Provided data:
-------

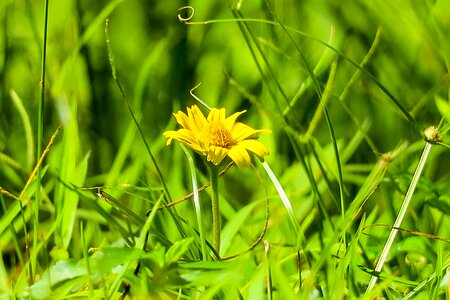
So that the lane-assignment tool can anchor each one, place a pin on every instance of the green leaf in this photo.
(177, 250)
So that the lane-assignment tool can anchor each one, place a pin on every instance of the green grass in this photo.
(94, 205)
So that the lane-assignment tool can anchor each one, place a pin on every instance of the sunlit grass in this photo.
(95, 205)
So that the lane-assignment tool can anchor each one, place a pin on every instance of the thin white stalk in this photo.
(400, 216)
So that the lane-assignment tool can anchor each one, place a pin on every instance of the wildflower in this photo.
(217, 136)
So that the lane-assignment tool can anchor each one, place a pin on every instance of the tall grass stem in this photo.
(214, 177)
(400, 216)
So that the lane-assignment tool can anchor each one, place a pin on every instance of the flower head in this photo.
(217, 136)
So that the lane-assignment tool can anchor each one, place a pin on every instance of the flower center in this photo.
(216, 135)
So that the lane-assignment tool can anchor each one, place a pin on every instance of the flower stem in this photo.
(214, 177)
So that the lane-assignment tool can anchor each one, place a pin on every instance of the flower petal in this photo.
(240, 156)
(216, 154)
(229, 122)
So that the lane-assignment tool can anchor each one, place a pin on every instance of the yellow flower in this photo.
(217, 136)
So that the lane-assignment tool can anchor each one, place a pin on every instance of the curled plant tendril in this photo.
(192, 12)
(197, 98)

-------

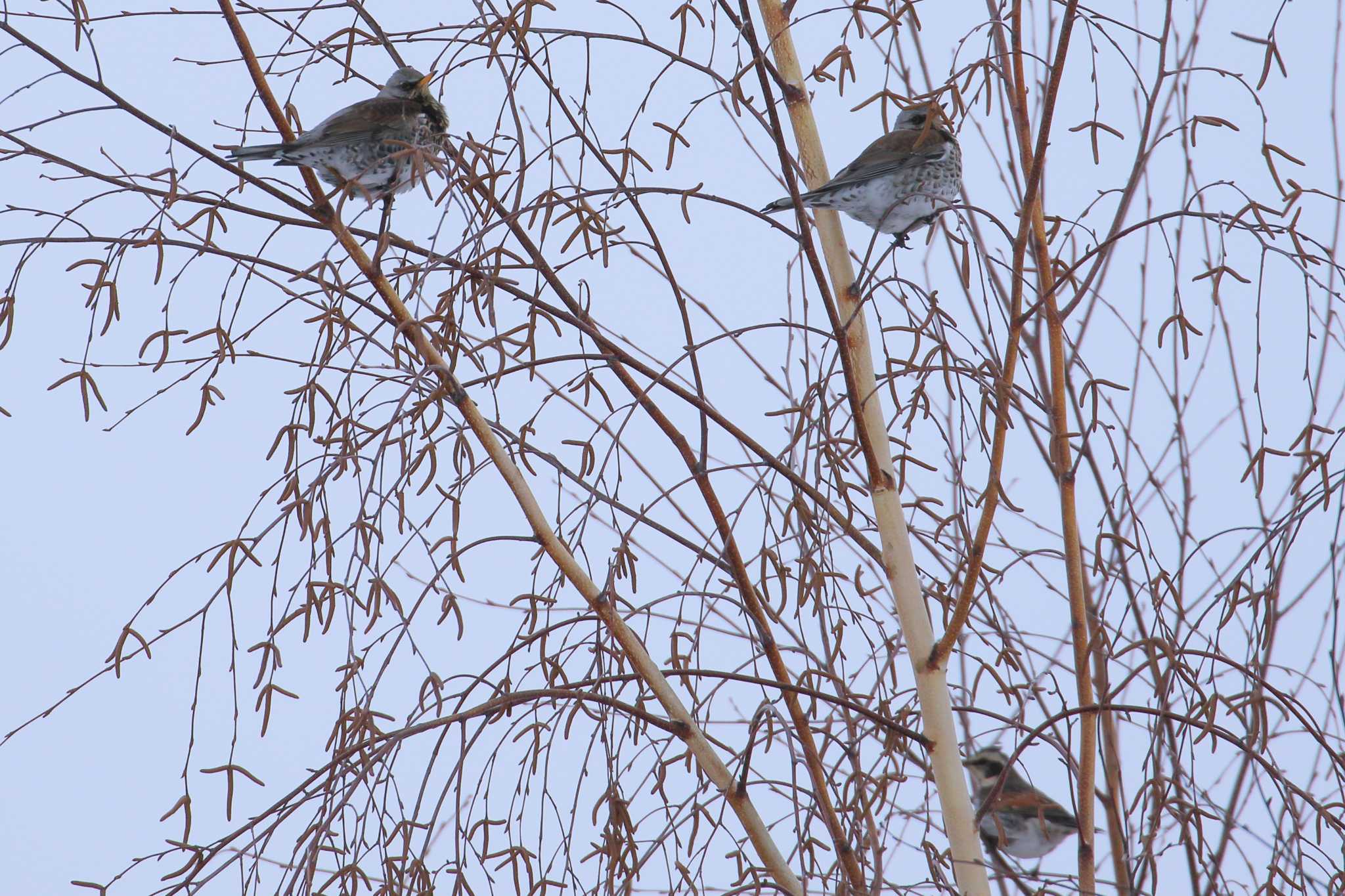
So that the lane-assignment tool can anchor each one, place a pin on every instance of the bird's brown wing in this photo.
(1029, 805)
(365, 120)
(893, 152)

-------

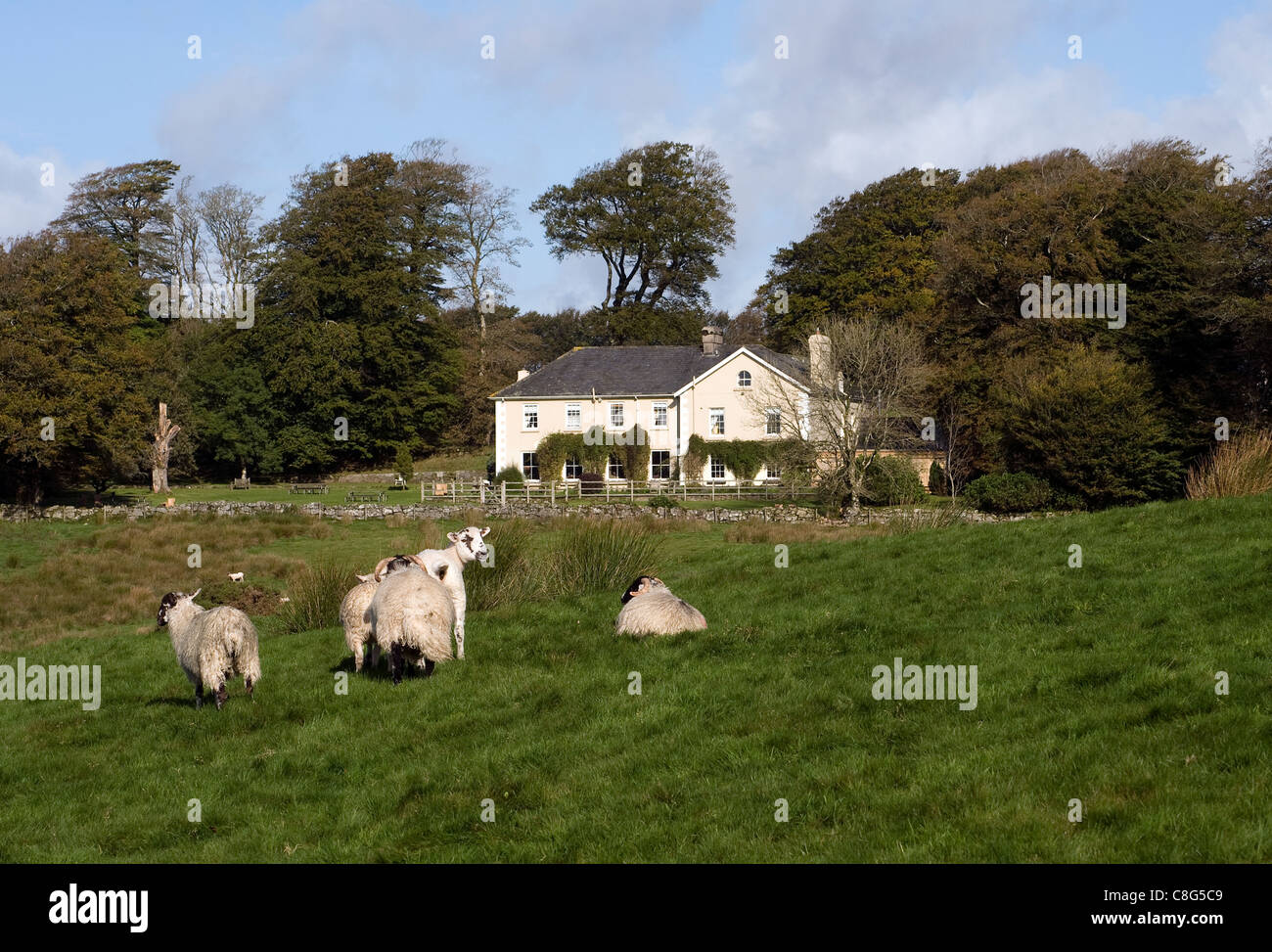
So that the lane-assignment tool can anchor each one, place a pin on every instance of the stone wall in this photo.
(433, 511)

-------

Work to complete:
Collect each line in the records above that contains the word "green".

In response:
So that the lane-assignment tool can anchor each one, place a pin on every instance of the green leaf in this photo.
So that the lane-assignment tool can anchor each one, place a pin on every instance of the green grass in this photo.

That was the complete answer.